» What is asked
Please repeat every one of the rows below word for word, leaving each line unchanged.

[Entries for labeling bounding boxes]
- - -
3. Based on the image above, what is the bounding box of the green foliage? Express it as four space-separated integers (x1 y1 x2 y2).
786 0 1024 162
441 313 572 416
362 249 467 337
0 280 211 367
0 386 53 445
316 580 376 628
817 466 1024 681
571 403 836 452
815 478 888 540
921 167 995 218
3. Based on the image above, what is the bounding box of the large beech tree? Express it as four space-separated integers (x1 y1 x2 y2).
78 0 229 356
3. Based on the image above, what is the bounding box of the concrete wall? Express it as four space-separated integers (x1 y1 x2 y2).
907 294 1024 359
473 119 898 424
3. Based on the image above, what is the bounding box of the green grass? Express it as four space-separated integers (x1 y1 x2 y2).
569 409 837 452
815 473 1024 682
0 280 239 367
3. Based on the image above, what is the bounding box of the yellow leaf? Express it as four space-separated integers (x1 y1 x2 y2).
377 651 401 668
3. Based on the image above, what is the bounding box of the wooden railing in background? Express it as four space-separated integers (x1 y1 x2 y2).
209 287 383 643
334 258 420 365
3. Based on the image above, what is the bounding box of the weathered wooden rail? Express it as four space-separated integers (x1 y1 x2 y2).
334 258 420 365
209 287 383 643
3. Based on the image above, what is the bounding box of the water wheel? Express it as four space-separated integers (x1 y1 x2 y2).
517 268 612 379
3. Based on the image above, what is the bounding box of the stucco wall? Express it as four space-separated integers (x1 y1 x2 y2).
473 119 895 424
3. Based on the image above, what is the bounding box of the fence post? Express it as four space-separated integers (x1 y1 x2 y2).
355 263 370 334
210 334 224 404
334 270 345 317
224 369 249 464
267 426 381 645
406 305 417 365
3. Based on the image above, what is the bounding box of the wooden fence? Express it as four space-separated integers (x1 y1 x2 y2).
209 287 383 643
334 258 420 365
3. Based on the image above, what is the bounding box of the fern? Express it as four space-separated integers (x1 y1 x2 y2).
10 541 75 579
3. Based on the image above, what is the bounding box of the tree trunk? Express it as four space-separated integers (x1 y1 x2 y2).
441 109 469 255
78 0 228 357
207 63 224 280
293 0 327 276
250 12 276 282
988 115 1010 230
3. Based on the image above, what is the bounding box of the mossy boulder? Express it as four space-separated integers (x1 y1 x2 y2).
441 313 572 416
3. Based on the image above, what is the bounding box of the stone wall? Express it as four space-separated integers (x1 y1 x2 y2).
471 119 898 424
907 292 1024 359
- - -
» Answer to the exercise
3. Based on the image above, what is the bounding box of the green foliage? Express it as four space-separated integers (x1 y1 x2 y2).
786 0 1024 162
441 313 572 416
362 249 467 337
0 280 211 367
0 386 53 445
316 580 376 628
817 466 1024 681
571 403 836 452
815 478 888 540
921 167 995 218
3. Based on the image above, what is the bounding box of the large beech tree? Express it as four space-separated integers (x1 y1 x2 y2).
78 0 229 356
3. Based on the image above, what is the bounding box of the concrete wall? Express it as four space-separated integers (x1 y1 x2 y2).
907 294 1024 359
473 119 898 424
3. Based on the image above, what is the bounding box of the green grass? Express it as four space-separated integers (x1 y1 x2 y2).
569 409 837 452
815 473 1024 682
0 280 239 367
3. Based on the image above, what is the bounding box of the yellow leaf? Express it as four space-separated integers (x1 y1 x2 y2).
377 651 401 668
3. Based on the image above, what is the bounding box of the wooden railing in background? Express it as four space-separated integers (x1 y1 x2 y2).
209 287 383 643
334 258 420 365
3. Based on the image above, what is the bounding box of the weathered wooden rail? Express it as four space-separated integers (x1 y1 x2 y2).
334 258 420 365
209 287 383 643
3. Based on the image above, what is the bounding box of the water wheel? Express it as four space-separated integers (x1 y1 x2 y2).
517 268 612 379
3. Based on the image above, what is the bounding box of the stucco wall? Express it as four space-separated integers (x1 y1 x2 y2).
473 119 895 424
3. Based on the image above, what is the bounding box of the fence post? Express it as four space-separated integers (x1 y1 x2 y2).
355 263 370 334
210 334 224 404
334 270 345 317
224 369 249 464
267 426 381 645
406 305 417 365
3. Based on the image above, what is the bounding box of the wooden fence? Express it as four space-separated integers (x1 y1 x2 y2).
209 287 383 643
334 258 420 365
3. Based on the image above, what is the bounding box of the fern? Express it as four space-separated integers (x1 y1 x2 y2).
10 541 75 579
3. Based on the image above, what is the bounding box of the tree trunk? Express it as four space-separated integers (x1 y1 x2 y2).
441 109 469 255
78 0 228 357
207 63 224 280
293 0 327 276
250 12 276 282
988 115 1010 230
3. Based on the image above, what is the bounding box of the mossy boulder? Express it as four space-separated integers (x1 y1 x2 y2).
441 313 572 416
3. Based on the image above, what is the bounding box of the stone wall? Express it as four space-separated integers (x1 y1 x2 y2).
471 119 898 424
907 292 1024 359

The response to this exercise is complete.